### Work to be completed
Replace every "Respond with" with "Reply with" in the lines starting at the one containing "Mark the movie" and ending at the final line. Give those lines again with nothing else changed.

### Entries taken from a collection
• • • • • • •
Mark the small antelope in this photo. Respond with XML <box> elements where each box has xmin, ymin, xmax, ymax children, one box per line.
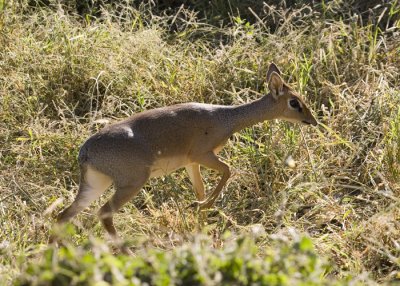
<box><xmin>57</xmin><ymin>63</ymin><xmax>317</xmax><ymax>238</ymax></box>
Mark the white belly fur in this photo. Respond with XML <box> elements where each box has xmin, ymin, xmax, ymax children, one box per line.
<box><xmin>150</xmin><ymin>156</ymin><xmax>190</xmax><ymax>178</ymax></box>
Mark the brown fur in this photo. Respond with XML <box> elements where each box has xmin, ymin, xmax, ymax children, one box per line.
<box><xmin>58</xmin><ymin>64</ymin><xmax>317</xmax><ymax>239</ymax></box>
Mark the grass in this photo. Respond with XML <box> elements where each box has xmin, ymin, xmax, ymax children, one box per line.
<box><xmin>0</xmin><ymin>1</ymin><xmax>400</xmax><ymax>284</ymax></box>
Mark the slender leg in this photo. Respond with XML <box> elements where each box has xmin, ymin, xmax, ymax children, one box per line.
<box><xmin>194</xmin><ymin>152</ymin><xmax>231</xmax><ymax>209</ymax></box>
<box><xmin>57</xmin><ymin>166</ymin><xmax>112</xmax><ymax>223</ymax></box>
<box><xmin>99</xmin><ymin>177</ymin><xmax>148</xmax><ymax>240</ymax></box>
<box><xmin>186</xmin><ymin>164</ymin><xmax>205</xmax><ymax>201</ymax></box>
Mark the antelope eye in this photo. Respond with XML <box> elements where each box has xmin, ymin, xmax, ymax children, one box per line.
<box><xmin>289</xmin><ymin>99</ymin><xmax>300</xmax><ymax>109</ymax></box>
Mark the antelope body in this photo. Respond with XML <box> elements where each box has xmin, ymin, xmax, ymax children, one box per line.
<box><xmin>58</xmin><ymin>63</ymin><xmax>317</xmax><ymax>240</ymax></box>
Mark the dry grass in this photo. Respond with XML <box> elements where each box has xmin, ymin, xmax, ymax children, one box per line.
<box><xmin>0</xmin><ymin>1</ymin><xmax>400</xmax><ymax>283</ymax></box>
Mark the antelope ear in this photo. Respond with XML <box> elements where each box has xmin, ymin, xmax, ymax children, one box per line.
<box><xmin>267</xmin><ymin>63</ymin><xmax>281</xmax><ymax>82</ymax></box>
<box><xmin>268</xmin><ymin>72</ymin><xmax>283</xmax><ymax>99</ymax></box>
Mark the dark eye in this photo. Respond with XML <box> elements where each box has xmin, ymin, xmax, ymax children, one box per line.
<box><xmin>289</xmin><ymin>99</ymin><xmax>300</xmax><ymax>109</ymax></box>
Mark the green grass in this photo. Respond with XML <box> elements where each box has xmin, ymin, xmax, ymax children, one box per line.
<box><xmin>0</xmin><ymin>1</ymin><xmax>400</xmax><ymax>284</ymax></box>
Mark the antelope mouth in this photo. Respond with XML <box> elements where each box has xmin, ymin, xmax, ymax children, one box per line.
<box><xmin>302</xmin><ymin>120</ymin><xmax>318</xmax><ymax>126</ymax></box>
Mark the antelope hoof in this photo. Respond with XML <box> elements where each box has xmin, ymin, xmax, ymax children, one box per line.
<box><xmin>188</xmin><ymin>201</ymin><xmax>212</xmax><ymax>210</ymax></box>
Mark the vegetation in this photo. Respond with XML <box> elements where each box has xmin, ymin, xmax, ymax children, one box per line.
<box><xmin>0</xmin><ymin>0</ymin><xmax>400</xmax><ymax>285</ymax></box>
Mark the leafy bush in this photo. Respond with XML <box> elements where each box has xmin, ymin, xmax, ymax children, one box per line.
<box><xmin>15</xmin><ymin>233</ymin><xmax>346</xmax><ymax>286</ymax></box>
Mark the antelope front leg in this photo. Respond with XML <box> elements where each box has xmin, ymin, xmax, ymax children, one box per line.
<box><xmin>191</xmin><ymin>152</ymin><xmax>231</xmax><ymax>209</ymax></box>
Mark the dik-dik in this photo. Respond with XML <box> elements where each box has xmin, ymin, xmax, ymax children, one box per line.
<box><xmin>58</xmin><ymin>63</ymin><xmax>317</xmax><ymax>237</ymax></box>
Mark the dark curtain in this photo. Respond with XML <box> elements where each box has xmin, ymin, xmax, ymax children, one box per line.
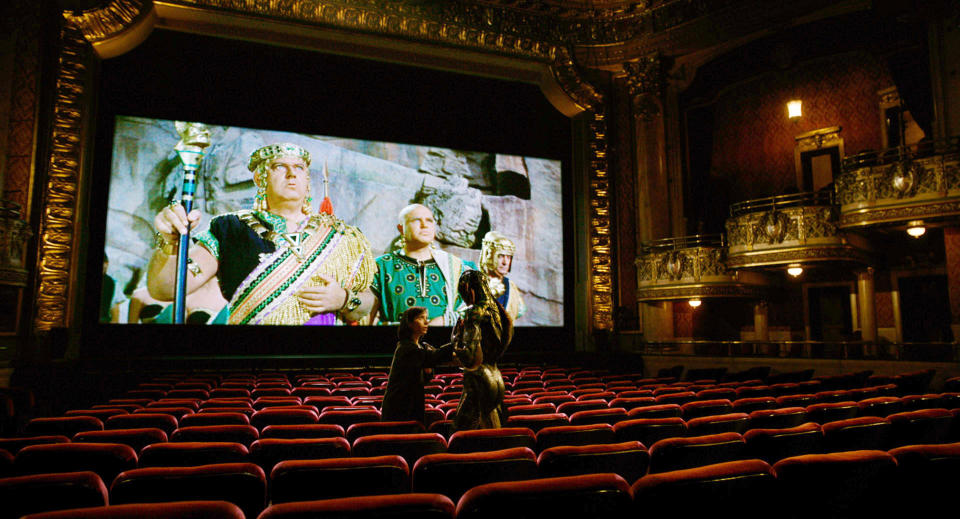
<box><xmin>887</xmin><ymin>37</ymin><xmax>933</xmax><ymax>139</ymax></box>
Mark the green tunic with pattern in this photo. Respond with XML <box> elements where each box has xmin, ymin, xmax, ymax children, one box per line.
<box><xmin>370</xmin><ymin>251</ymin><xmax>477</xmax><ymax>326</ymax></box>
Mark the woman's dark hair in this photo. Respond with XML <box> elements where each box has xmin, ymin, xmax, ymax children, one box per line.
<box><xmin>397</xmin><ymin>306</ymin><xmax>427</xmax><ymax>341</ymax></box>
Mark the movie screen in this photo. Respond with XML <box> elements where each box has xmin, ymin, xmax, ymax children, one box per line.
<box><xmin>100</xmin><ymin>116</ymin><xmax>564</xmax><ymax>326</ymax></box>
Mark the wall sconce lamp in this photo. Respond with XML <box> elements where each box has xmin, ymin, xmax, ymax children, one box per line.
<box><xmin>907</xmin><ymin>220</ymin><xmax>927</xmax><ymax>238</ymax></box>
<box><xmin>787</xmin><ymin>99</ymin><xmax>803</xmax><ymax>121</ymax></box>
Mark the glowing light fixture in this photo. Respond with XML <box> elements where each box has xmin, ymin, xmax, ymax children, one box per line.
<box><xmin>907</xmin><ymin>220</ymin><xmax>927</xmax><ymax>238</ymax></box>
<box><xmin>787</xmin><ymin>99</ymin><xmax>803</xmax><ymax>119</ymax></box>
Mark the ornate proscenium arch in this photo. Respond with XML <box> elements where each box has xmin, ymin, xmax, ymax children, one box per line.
• • • • • • •
### Exercise response
Mark the movie screen in this photo. Reply with XML <box> elements where each box has xmin, ymin, xmax, ymax children, one box per line.
<box><xmin>100</xmin><ymin>116</ymin><xmax>564</xmax><ymax>326</ymax></box>
Mark the wall sconce lamp in this photo. Reply with XML <box> elements where each box has xmin, ymin, xmax, ymax children, one box per line.
<box><xmin>907</xmin><ymin>220</ymin><xmax>927</xmax><ymax>238</ymax></box>
<box><xmin>787</xmin><ymin>99</ymin><xmax>803</xmax><ymax>121</ymax></box>
Mark the glowing light fixture in this photo. Reply with XML <box> elements where each box has xmin, ymin, xmax, ymax children, one box per line.
<box><xmin>907</xmin><ymin>220</ymin><xmax>927</xmax><ymax>238</ymax></box>
<box><xmin>787</xmin><ymin>99</ymin><xmax>803</xmax><ymax>119</ymax></box>
Mark the ornate proscenium arch in this photo. Reply with XML <box> elements where each box has xmin, ymin, xmax, ymax children, one box per line.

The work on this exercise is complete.